▸ Exercise details:
Please rescale the part of the listing below that starts with the line containing "For every instance of the snow-covered" and continues through the end of the listing. Give those lines again with the requests included, multiply each x and y coordinate in the answers by 0.9, round to whole numbers with halves going up, and leave out the pictures.

── Record excerpts ──

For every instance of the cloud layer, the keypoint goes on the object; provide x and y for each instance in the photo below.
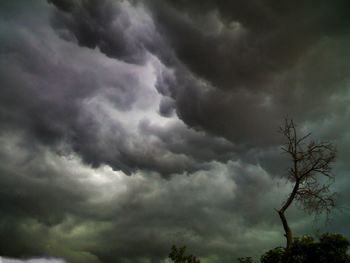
(129, 121)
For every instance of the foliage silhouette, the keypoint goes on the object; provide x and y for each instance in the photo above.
(310, 172)
(331, 248)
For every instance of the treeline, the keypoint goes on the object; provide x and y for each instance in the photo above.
(329, 248)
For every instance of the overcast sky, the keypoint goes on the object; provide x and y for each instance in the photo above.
(129, 126)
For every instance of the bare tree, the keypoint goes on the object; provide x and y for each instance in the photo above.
(310, 172)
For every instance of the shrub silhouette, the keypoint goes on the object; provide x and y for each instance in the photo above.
(177, 255)
(331, 248)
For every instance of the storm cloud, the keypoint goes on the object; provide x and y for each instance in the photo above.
(130, 126)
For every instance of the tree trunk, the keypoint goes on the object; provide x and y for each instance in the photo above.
(287, 230)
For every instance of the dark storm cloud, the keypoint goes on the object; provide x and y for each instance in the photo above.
(93, 90)
(260, 59)
(96, 215)
(58, 93)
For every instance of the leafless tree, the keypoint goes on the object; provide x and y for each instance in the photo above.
(310, 173)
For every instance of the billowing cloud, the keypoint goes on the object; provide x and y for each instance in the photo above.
(130, 126)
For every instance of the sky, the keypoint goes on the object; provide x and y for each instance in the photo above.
(129, 126)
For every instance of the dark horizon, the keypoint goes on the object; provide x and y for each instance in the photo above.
(130, 126)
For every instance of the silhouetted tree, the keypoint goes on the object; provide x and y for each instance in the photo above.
(310, 166)
(331, 248)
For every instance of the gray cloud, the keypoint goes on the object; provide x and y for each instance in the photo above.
(185, 97)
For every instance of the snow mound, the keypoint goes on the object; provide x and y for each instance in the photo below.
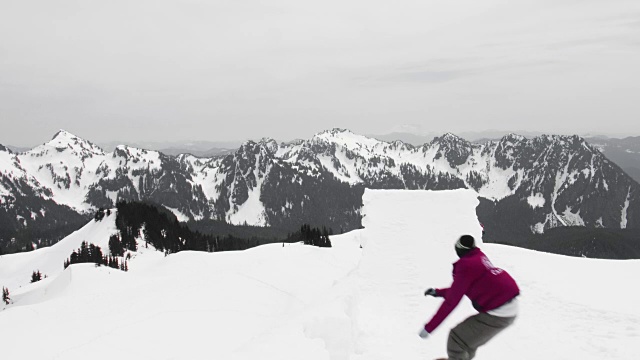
(361, 299)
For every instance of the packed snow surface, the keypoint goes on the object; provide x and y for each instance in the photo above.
(361, 299)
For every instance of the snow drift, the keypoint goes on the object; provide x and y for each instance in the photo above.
(361, 299)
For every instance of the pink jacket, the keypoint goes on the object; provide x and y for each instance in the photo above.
(487, 286)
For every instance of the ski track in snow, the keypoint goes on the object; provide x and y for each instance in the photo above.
(361, 299)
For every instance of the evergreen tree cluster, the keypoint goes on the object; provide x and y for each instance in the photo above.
(5, 295)
(312, 236)
(117, 246)
(90, 253)
(135, 219)
(161, 229)
(101, 213)
(36, 276)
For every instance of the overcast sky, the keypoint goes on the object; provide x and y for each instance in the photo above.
(174, 70)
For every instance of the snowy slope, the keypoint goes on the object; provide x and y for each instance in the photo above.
(361, 299)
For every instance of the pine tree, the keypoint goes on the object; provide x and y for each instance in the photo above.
(5, 295)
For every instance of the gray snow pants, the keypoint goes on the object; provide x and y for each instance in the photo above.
(474, 332)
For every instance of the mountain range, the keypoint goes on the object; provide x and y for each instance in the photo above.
(525, 185)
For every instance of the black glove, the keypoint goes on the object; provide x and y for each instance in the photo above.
(431, 292)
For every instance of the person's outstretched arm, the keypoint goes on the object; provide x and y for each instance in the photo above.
(452, 296)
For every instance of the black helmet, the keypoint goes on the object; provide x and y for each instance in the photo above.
(465, 244)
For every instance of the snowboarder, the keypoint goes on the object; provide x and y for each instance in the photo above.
(492, 292)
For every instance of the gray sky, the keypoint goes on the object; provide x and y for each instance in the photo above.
(163, 70)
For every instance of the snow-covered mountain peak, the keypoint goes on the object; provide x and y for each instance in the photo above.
(64, 141)
(348, 139)
(513, 138)
(449, 138)
(270, 144)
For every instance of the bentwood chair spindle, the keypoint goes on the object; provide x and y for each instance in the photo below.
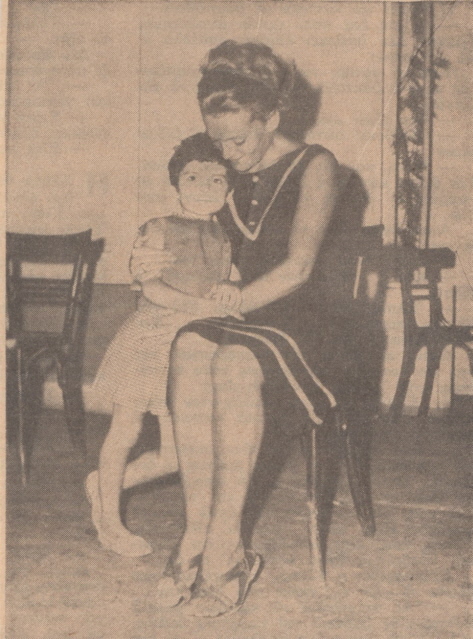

───

▸ Exercise result:
For every instance of the snow-covered mountain peak, the keypoint goes on the object; provide x and y for each instance in the photo above.
(58, 127)
(313, 125)
(462, 124)
(404, 124)
(243, 130)
For every instance of the bentwood chair spindle, the keypoint goes on the object; provide x and y for each instance in the photo below.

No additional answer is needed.